#### [What to do]
The response must reproduce every record below without alteration.

#### [Dataset]
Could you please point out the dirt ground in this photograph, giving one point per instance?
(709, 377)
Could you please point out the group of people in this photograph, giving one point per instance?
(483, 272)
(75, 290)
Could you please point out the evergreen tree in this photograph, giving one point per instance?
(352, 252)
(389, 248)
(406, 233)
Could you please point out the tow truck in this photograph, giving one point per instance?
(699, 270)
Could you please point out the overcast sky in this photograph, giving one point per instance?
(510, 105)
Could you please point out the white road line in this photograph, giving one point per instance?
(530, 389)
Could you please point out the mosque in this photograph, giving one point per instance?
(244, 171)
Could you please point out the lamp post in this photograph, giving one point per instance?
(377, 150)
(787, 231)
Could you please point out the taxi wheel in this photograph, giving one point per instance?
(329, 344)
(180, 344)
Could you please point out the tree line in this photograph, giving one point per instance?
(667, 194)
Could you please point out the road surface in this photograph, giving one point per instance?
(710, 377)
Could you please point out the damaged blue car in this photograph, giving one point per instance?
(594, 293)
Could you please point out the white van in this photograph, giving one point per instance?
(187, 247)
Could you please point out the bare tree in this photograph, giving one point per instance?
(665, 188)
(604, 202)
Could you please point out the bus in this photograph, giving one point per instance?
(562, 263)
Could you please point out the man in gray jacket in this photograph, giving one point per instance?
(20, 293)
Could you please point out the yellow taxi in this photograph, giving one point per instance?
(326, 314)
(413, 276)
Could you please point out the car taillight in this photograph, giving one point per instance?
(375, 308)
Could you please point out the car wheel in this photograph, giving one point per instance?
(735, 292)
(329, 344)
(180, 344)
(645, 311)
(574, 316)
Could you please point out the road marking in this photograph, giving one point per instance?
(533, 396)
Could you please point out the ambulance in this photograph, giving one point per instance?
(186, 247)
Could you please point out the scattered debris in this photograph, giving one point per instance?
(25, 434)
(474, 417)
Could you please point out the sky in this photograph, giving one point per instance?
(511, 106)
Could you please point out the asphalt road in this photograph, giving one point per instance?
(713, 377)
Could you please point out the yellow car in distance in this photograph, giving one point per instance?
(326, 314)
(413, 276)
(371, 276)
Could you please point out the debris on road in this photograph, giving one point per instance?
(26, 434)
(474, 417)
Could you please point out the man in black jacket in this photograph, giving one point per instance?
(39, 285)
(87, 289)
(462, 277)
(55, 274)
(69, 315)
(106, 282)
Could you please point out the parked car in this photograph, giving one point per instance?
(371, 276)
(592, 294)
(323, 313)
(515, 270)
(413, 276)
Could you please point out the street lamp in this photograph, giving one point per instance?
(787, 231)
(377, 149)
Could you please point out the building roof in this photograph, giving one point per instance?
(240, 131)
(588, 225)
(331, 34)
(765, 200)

#### [Problem solution]
Could you please point out the dirt ground in this photograph, giving one point per instance?
(709, 377)
Could you please point out the group of people in this photograph, giving one point per instance?
(483, 272)
(75, 290)
Could you please point out the evergreen tree in this photograph, giving one point per instance?
(352, 252)
(389, 248)
(406, 233)
Could you please point out the tow truck in this photograph, giving one point per instance?
(699, 270)
Could you please point out the overcast sky in this photograph, giving one point per instance?
(510, 105)
Could you please point out the white road line in this photograph, giving one point per instance?
(530, 389)
Could you please point out the mosque in this photograph, giving one point per instance?
(244, 171)
Could you please point out the lamp post in this photograph, giving one point per instance?
(377, 150)
(787, 231)
Could you please point out the taxi wheel in this photograph, giving one point per instance?
(329, 344)
(180, 344)
Could you please point out the tree line in this photograph, giving one point per instance?
(667, 194)
Could you please point out the road surface in this photograph, giving one point per instance?
(710, 377)
Could you please point out the damaged blue car in this photograph, giving one point per instance?
(594, 293)
Could you please point out the white van in this photograph, giving one point per instance?
(187, 247)
Could you please point out the bare tree in this photograph, giving one point per instance?
(665, 188)
(604, 202)
Could you please point out the bus in this photograph, giving one point per instance?
(562, 263)
Could you please point out the man in gray jacket in this photograph, giving one point per instance?
(20, 293)
Could you please point out the yellow taxi in this photograph, giving one point per instance?
(326, 314)
(413, 276)
Could you please point out the car taillight in this photograph, giving one point per instance?
(375, 308)
Could you please point out the car wheel in this photograph, giving one point per instance?
(735, 292)
(329, 344)
(180, 344)
(645, 311)
(574, 316)
Could you please point out the road marking in this photograph, giving one point per instance?
(533, 396)
Could you please point out the ambulance in this photograph, giving one point per instance?
(186, 247)
Could you please point out the scattered debris in this photograph, giving one point per instance?
(25, 434)
(474, 417)
Could you please point out the sky in this photograph, giving one point per instance?
(511, 106)
Could you please point out the asphalt road in this photograph, giving one point per instance?
(713, 377)
Could you please point out the yellow car in distance in this photograph, giving one point per instance?
(326, 314)
(413, 276)
(371, 276)
Could you please point out the debris on road in this photograph, giving one point per instance?
(26, 434)
(474, 417)
Could you please point out the man in black jacket in this photograph, giving one point per instance?
(39, 285)
(87, 289)
(462, 277)
(55, 274)
(69, 315)
(106, 282)
Could you please point out the parked car in this photograph, giving one point per instance?
(371, 276)
(592, 294)
(323, 313)
(515, 270)
(413, 276)
Could you please point out the street lamp in this photograph, giving one point per instance?
(787, 231)
(377, 149)
Could you please point out the building roof in this photograph, giving one point per instance?
(240, 131)
(588, 225)
(331, 34)
(765, 200)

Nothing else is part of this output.